» **Vorliegender Text**:

2010/2011 kostete die günstigste Kategorie 1 15 bis 53 Euro, ein Jahr später kostet die Kategorie 1 19 bis 60 Euro. 2010/2011 kostete die Kategorie 4 30 bis 110 Euro, eine Saison später kostet die Kategorie 4 40 bis 125 Euro. In 1 ist das eine durchschnittliche Erhöhung für alle Preisgruppen um 15%, in Kategorie 4 um 23%. Und das sind deutlich mehr als das Umsatzplus der Deutschen Börse im dritten Quartal 2011. Heftig, was?
Preise kann man auf mehrere Arten erhöhen. Die Berliner Philharmoniker nutzen sämtliche verfügbare Arten auf einmal. Sie erhöhen nicht nur die Preise für alle jeweiligen Preisgruppen. Sie verringern auch die Zahl der Konzerte der günstigen Kategorien 1 und 2 und erhöhen die Zahl der Konzerte der Kategorie 4. Kategorie 5 gab es 2011/2011 einmal. 2011/2012 gabs auf einmal schon 2 5er-Konzerte. Klar, dass Kategorie 5 auch teurer geworden ist, um knapp 20%. Das reicht? Papperlapapp.

(Gespeicherte Einträge)

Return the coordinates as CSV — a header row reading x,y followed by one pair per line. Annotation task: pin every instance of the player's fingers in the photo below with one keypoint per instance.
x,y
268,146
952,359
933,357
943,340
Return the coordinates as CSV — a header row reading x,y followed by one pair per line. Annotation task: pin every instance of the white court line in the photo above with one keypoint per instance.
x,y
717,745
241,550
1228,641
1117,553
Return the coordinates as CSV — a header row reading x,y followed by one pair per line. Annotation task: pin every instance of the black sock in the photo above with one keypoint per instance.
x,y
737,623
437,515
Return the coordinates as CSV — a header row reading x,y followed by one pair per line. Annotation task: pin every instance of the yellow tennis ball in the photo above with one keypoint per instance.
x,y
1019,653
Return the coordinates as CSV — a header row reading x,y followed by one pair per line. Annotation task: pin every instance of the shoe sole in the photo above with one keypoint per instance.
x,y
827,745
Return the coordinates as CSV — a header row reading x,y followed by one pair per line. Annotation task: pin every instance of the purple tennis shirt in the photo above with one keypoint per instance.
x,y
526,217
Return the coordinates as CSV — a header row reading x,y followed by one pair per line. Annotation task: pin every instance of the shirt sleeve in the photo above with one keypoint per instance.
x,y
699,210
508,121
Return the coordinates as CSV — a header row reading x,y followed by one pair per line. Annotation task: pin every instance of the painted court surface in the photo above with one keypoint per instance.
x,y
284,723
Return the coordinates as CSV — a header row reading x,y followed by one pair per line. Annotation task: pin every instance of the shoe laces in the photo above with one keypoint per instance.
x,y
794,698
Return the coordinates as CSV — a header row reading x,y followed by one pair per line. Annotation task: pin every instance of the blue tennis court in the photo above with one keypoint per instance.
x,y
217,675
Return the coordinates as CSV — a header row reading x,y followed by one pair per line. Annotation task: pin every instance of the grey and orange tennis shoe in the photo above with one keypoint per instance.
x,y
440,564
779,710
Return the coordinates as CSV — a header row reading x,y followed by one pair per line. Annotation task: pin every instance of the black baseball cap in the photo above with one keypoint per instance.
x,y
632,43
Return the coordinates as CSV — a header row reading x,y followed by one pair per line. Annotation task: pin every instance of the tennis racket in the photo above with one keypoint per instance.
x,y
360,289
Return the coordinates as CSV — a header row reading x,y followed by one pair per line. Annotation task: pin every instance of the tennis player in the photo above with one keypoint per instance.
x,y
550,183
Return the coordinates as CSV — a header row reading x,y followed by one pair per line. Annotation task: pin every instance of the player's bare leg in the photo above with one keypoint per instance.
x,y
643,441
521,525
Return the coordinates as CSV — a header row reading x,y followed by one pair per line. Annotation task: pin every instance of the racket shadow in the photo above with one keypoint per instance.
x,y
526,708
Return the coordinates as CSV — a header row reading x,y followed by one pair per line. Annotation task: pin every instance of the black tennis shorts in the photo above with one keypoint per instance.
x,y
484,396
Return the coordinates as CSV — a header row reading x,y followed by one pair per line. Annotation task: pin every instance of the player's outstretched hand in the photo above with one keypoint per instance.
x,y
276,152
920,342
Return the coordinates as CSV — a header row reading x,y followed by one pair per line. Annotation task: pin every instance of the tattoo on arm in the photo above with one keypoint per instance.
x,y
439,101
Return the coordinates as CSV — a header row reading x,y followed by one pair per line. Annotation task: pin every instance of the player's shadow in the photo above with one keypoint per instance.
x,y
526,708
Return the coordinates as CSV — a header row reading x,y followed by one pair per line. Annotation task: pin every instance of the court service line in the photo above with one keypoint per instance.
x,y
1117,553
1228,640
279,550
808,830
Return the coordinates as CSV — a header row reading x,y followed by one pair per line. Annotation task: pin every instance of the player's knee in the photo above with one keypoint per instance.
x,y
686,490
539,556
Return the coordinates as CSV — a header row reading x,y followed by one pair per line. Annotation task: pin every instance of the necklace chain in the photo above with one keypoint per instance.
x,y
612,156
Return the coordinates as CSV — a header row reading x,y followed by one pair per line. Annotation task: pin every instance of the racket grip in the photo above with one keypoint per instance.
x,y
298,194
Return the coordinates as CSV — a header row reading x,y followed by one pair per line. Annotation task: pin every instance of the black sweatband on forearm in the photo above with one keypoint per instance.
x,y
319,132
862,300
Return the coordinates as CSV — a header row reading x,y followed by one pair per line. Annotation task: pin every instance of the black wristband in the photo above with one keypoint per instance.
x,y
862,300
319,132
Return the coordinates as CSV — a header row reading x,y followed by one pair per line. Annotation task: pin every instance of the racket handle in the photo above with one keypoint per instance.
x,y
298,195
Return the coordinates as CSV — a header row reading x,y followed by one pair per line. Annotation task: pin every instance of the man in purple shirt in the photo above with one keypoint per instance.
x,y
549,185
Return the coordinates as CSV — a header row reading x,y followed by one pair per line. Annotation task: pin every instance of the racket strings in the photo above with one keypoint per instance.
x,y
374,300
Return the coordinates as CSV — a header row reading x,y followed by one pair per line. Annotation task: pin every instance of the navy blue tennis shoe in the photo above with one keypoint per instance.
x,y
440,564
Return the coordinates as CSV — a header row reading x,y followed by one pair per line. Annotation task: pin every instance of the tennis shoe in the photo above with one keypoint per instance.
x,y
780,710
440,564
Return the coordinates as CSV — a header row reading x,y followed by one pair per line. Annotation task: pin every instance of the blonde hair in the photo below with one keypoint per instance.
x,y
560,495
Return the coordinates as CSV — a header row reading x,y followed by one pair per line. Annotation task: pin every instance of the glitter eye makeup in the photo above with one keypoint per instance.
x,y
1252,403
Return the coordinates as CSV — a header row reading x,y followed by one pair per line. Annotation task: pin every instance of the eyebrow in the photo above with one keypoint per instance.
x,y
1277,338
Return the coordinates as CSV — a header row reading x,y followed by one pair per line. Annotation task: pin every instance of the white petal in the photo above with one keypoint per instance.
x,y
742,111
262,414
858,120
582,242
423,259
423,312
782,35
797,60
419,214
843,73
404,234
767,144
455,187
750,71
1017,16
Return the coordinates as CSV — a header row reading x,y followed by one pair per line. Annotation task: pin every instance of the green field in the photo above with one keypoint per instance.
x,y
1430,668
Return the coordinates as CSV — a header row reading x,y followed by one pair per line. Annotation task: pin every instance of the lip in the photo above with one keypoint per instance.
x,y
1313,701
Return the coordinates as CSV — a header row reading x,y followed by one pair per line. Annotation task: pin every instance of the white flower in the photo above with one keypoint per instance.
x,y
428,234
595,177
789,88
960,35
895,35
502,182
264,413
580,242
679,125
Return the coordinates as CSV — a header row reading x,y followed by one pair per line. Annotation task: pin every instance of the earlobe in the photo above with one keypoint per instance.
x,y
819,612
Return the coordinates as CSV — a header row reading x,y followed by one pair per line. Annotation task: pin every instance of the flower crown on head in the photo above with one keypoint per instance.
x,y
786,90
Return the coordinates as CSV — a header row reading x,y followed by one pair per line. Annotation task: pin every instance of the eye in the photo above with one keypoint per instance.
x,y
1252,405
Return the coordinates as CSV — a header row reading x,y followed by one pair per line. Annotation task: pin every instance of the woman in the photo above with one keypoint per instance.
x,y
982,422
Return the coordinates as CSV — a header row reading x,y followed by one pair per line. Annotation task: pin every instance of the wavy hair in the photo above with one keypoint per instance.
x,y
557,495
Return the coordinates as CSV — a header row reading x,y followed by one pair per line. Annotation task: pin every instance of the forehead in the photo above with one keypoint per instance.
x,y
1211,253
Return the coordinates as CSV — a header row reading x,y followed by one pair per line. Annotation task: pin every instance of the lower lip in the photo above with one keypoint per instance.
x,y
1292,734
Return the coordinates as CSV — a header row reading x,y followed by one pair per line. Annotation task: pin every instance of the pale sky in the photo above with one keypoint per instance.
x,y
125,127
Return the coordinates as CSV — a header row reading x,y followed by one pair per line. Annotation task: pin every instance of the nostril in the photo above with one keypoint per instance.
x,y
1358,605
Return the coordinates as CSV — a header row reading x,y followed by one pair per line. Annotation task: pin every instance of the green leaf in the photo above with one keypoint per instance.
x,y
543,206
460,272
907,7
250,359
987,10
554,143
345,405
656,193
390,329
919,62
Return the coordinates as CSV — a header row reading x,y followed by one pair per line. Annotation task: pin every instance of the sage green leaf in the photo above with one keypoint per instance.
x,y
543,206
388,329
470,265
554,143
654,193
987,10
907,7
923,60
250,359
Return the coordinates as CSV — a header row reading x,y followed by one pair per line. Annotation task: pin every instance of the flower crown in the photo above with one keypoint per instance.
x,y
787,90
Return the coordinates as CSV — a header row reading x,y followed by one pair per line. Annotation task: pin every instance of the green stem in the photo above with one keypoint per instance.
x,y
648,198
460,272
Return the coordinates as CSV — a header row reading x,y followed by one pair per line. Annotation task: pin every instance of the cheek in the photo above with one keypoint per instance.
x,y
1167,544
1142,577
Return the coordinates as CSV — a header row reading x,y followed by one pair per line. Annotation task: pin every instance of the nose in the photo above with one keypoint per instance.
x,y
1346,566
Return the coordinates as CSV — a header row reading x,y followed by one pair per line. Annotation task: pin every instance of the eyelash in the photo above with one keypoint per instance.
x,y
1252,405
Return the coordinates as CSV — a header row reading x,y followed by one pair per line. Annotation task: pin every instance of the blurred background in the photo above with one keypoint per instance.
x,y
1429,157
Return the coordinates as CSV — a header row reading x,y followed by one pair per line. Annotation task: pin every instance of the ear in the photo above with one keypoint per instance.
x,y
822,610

» **Aufgabe 1**:
Beantworte diese Fragen zum Text über die Konzertpreise der Berliner Philharmoniker:
(a) Was kostete Kategorie 1 in der Saison 2010/2011?
(b) Um wie viel Prozent sind die Preise in Kategorie 4 im Schnitt gestiegen?
(c) Wie viele Konzerte der Kategorie 5 gab es 2011/2012?
» **Aufgabe 2**: Zähl alle Preiskategorien auf, die im Text über die Konzertpreise der Berliner Philharmoniker genannt werden.
» **Aufgabe 3**:
Stimmen diese Aussagen mit dem Text über die Konzertpreise der Berliner Philharmoniker überein? Antworte jeweils mit Ja oder Nein und zitiere die entscheidenden Worte.
(a) Kategorie 4 kostet eine Saison später 40 bis 125 Euro.
(b) Die Zahl der Konzerte der Kategorie 4 wird verringert.
(c) Kategorie 5 ist um knapp 20 % teurer geworden.
Stütze dich dabei nur auf den Text.

» **Lösung 1**:
(a) 15 bis 53 Euro
(b) Um 23 %
(c) Zwei

» **Lösung 2**: Kategorie 1, Kategorie 2, Kategorie 4, Kategorie 5

» **Lösung 3**:
(a) Ja: „eine Saison später kostet die Kategorie 4 40 bis 125 Euro“
(b) Nein: „erhöhen die Zahl der Konzerte der Kategorie 4“
(c) Ja: „Klar, dass Kategorie 5 auch teurer geworden ist, um knapp 20%.“